— SHORT PROBLEM —
Count the lines of the records below that contain the string "litter", with case mattering, and reply with the number alone.

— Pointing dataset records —
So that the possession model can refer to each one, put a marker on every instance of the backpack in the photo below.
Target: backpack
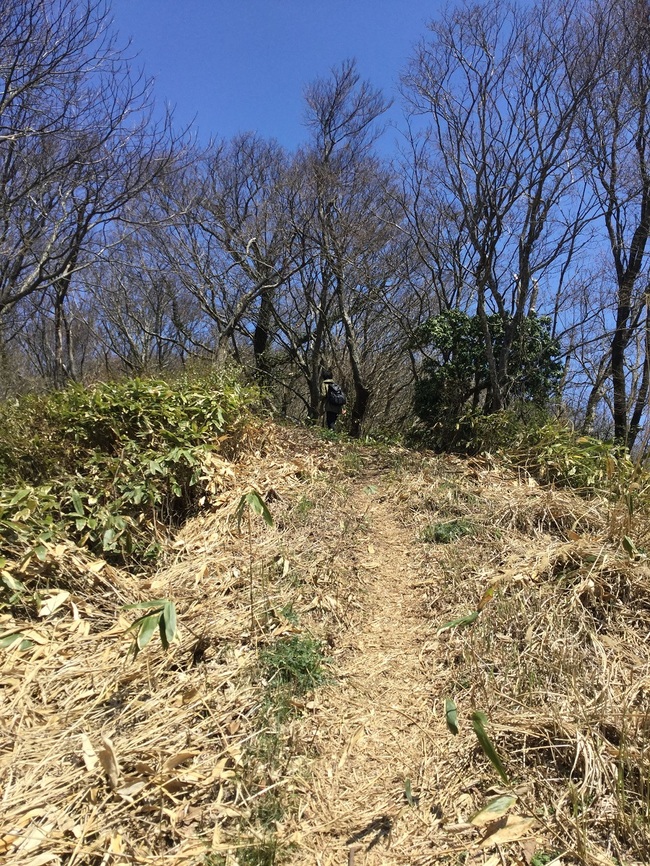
(335, 395)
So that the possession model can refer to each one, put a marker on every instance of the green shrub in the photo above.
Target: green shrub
(112, 465)
(447, 531)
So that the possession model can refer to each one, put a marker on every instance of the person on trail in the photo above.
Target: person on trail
(332, 399)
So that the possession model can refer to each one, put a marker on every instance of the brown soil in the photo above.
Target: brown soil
(371, 798)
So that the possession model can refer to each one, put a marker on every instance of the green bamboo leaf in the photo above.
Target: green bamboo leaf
(462, 620)
(168, 623)
(479, 720)
(629, 547)
(494, 809)
(8, 641)
(254, 501)
(11, 582)
(451, 715)
(148, 625)
(146, 605)
(77, 503)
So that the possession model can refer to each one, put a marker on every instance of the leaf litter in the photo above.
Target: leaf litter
(519, 733)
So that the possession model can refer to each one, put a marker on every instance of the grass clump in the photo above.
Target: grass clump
(294, 665)
(447, 531)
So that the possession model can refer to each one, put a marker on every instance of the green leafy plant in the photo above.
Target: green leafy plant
(447, 531)
(113, 467)
(454, 377)
(252, 502)
(479, 721)
(292, 667)
(160, 616)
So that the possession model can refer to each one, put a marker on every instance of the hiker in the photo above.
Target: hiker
(332, 399)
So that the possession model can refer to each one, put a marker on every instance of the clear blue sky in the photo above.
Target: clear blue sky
(239, 65)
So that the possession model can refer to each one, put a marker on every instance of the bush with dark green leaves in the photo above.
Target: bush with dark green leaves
(454, 380)
(111, 465)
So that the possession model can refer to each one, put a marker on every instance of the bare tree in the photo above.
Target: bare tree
(614, 134)
(355, 218)
(491, 83)
(76, 145)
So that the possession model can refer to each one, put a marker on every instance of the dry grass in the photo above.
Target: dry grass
(194, 756)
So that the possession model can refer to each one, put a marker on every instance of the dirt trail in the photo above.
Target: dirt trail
(370, 800)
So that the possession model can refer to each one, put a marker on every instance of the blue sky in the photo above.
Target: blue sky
(239, 65)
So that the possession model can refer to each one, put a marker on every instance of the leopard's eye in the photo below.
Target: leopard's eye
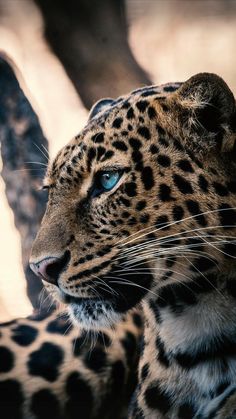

— SOLUTION TO THIS PROBLEM —
2